**TASK OBJECTIVE**: Make a verbatim copy of all the records.

**MATERIAL PROVIDED**:
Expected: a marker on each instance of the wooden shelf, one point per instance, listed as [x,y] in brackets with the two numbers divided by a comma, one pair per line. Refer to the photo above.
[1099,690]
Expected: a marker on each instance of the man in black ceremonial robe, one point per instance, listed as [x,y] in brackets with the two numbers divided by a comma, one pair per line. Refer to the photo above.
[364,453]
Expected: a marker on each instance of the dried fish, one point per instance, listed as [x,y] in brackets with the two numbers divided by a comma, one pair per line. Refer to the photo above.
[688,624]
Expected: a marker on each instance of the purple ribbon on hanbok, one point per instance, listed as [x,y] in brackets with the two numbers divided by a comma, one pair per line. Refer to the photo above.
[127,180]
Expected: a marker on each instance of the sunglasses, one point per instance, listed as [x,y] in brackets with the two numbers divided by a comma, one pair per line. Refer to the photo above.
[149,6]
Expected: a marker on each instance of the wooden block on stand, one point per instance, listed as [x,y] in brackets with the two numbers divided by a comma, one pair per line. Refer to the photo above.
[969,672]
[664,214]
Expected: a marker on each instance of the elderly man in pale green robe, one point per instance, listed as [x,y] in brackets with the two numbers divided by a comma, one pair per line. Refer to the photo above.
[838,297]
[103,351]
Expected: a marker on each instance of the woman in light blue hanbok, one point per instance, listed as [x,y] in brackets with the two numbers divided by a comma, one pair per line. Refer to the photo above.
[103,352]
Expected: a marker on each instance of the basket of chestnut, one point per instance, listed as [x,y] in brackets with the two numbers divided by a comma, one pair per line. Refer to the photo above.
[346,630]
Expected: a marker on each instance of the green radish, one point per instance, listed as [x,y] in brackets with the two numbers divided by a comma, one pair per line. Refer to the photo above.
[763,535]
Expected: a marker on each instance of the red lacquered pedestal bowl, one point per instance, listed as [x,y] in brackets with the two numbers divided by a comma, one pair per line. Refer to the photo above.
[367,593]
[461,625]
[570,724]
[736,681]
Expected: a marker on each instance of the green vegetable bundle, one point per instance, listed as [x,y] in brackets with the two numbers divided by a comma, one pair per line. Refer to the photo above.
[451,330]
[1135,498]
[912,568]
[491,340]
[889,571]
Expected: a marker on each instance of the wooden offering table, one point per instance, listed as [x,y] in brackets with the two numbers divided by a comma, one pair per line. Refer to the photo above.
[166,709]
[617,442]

**SOLUTION TO THIS EXERCISE**:
Expected: a marker on each instance of the wooden shelf, one point per instance, listed as [x,y] in brackets with the two numbers divided by a comma, one pair per line. Refer to the photo above.
[1099,690]
Expected: a marker on each instance of the man in black ceremonial robe, one point per instance, listed as [x,y] in brackets with the two numbers divided by a comma, one pair per line. Refer to the photo above.
[364,453]
Expected: a marker on each instance of the dried fish, one point per instance, listed as [x,y] in brackets with the two numbers divided by a comma, one pair per line. Refer to the photo above.
[688,624]
Expected: a marker on each instance of the purple ribbon on hanbok, one point per instance, listed as [x,y] in brackets with the two numbers divided by a comma, one pair per line. Refer to the photo above.
[127,180]
Expected: a marker on each instance of the sunglasses, one point per instance, listed as [x,y] in brackets with the two numbers divided by a comma, one pair per line. Refer to the photo above.
[149,6]
Expected: a marker on each instance of the wooden block on stand, one point per instance, listed as [x,y] in brackets with the two numbers divided by a comma, one pair per line. Refer to the photo above.
[969,672]
[664,214]
Expected: a marker on each instance of the elderly man in pale green robe, one point per instance, listed as [x,y] in brackets with the two numbers divided by a comma, one pair per line. Refer to the photo above.
[838,297]
[103,351]
Expected: a marker on each instance of the woman in light blue hanbok, one point per instance, listed as [x,y] in brackets with the two numbers divided by a comma, one pair per line. Refer to the photo above.
[103,352]
Expected: a marker on each instance of the basket of chestnut, one point per instance, listed as [x,y] in brackets with the two numbers divided by a comma, one pair per line. Refer to the photo above.
[346,630]
Expected: a marker on each instance of the green radish, one point per instance, listed as [x,y] in brackets with the two numbers divided by a comma, one pair per line. Refer to the photo above.
[763,535]
Expected: a marker on each instance of the red lacquered pedestal bowl, one point per instance, listed as [x,y] in brackets with the two numbers divided by a comma, one pair per line. Refer to the photo above.
[367,593]
[461,625]
[570,724]
[736,681]
Expected: a marker on each instance of the green vegetable bundle, one point per instance, listed as [x,y] in brackets with the two numbers divided by a comma, one pair per line. Refer to the photo above.
[451,330]
[1135,498]
[912,568]
[491,340]
[889,571]
Expected: a marker on each instance of the wooden offering table, one point per instance, listed as [x,y] in brackets with the two numbers divided by a comma, one pair per line. Refer to the photo above.
[166,709]
[617,442]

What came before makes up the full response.